**PASSAGE GIVEN:**
───

[withdrawn] mm-increase-swap_cluster_max-to-batch-tlb-flushes.patch removed from -mm tree

akpm@xxxxxxxxxxxxxxxxxxxx · Tue, 08 Dec 2015 12:36:32 -0800

The patch titled
     Subject: mm: increase SWAP_CLUSTER_MAX to batch TLB flushes
has been removed from the -mm tree.  Its filename was
     mm-increase-swap_cluster_max-to-batch-tlb-flushes.patch

This patch was dropped because it was withdrawn

------------------------------------------------------
From: Mel Gorman <mgorman@xxxxxxx>
Subject: mm: increase SWAP_CLUSTER_MAX to batch TLB flushes

Pages that are unmapped for reclaim must be flushed before being freed to
avoid corruption due to a page being freed and reallocated while a stale
TLB entry exists.  When reclaiming mapped pages, the requires one IPI per
SWAP_CLUSTER_MAX.  This patch increases SWAP_CLUSTER_MAX to 256 so more
pages can be flushed with a single IPI.  This number was selected because
it reduced IPIs for TLB shootdowns by 40% on a workload that is dominated
by mapped pages.

───

**MATERIAL:**

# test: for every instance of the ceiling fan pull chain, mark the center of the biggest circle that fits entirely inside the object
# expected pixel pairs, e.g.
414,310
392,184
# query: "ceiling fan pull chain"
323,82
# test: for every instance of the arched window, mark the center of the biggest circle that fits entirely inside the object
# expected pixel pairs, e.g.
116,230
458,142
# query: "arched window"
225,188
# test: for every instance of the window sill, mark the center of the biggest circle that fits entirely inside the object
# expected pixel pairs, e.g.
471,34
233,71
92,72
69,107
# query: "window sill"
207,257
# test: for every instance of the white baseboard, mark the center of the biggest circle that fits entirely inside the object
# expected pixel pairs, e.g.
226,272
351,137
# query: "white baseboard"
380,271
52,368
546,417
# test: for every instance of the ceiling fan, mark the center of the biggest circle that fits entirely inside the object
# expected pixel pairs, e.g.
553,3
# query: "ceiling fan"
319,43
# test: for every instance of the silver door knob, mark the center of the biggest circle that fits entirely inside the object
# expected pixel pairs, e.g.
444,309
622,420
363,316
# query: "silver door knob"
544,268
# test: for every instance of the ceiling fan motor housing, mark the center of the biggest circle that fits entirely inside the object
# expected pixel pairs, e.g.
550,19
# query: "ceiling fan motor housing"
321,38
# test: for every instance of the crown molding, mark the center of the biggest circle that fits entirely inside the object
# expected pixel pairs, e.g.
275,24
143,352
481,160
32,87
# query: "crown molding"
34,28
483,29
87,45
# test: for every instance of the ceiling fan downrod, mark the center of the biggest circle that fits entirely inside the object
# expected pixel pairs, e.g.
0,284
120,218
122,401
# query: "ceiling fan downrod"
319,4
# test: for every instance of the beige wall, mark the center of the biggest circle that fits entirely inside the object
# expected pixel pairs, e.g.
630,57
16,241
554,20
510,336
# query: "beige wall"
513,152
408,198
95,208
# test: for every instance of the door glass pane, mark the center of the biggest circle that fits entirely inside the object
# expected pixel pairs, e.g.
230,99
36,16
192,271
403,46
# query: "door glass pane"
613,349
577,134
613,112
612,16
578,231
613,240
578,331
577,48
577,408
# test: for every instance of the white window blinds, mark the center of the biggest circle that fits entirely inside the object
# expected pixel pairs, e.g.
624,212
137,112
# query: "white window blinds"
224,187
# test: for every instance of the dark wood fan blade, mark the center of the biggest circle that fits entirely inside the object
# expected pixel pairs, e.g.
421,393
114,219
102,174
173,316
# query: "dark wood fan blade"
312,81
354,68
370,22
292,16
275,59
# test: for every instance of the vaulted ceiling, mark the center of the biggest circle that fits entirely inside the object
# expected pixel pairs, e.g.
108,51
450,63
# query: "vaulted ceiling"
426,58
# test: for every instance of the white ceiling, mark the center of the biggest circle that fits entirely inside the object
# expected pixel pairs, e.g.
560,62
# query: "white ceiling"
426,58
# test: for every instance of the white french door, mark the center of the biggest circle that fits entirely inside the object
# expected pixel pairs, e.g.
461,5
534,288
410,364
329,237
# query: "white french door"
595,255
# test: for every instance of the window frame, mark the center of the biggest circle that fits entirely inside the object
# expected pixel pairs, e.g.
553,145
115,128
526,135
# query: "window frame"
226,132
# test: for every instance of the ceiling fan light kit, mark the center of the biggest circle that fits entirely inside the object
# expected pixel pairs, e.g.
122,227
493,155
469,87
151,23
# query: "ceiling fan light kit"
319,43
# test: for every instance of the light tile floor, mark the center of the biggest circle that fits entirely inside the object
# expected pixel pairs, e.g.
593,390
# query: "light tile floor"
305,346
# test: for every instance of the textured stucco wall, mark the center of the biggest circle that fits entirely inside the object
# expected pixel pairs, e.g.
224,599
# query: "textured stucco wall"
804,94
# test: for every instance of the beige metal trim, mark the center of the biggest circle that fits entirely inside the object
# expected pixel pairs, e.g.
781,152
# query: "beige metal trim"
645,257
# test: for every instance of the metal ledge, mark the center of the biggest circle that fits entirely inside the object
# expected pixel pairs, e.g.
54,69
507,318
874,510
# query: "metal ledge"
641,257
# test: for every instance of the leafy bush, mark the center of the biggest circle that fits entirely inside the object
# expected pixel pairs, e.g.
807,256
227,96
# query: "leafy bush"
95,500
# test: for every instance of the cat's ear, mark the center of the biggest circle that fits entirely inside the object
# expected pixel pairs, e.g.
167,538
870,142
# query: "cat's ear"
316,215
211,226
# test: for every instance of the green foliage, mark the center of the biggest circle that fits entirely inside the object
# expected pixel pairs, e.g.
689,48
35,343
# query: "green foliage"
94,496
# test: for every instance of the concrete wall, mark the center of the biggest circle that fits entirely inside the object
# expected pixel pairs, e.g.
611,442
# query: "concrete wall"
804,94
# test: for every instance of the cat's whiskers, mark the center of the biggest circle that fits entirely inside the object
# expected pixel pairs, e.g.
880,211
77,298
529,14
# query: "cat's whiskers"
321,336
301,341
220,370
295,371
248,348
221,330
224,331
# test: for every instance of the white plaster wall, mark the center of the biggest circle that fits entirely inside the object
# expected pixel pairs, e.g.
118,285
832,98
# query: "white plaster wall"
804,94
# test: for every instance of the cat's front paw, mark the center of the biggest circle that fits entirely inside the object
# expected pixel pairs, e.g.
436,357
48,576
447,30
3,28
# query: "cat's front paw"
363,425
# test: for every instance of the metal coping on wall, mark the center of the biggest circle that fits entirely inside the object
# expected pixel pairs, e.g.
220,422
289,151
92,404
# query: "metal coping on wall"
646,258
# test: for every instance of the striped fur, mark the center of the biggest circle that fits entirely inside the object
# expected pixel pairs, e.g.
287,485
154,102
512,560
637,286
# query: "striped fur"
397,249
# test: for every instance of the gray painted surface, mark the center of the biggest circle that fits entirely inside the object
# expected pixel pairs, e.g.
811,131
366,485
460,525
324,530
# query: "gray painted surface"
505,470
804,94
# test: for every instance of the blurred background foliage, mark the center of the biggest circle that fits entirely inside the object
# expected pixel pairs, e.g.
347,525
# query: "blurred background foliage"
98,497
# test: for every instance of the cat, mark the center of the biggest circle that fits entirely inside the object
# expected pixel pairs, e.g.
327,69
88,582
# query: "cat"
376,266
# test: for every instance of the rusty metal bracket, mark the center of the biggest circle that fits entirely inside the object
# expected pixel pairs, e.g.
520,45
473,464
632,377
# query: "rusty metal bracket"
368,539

───

**INSTRUCTIONS:**
(a) For each statement, say whether it agrees with the patch notice. Answer yes or no, and quote the words of the notice that decide it. (i) The patch was dropped because it was withdrawn. (ii) The patch raises SWAP_CLUSTER_MAX to 512. (iii) The chosen number cut IPIs for TLB shootdowns by 40% on a workload dominated by mapped pages.
(b) Pick up the SWAP_CLUSTER_MAX patch notice after its last sentence and continue writing it.
The entries have no connection to the patch notice.

**OUTPUTS:**
(a)
(i) Yes: "This patch was dropped because it was withdrawn"
(ii) No: "This patch increases SWAP_CLUSTER_MAX to 256"
(iii) Yes: "it reduced IPIs for TLB shootdowns by 40% on a workload that is dominated by mapped pages"

(b)
Note that it is expected that doubling SWAP_CLUSTER_MAX would not always
halve the IPIs as it is workload dependent.  Reclaim efficiency was not
100% on this workload which was picked for being IPI-intensive and was
closer to 35%.  More importantly, reclaim does not always isolate in
SWAP_CLUSTER_MAX pages.  The LRU lists for a zone may be small, the
priority can be low and even when reclaiming a lot of pages, the last
isolation may not be exactly SWAP_CLUSTER_MAX.

There are a few potential issues with increasing SWAP_CLUSTER_MAX.

1. LRU lock hold times increase slightly because more pages are being
   isolated.
2. There are slight timing changes due to more pages having to be
   processed before they are freed. There is a slight risk that more
   pages than are necessary get reclaimed.
3. There is a risk that too_many_isolated checks will be easier to
   trigger resulting in a HZ/10 stall.
4. The rotation rate of active->inactive is slightly faster but there
   should be fewer rotations before the lists get balanced so it
   shouldn't matter.
5. More pages are reclaimed in a single pass if zone_reclaim_mode is
   active but that thing sucks hard when it's enabled no matter what
6. More pages are isolated for compaction so page hold times there
   are longer while they are being copied

It's unlikely any of these will be problems but worth keeping in mind if
there are any reclaim-related bug reports in the near future.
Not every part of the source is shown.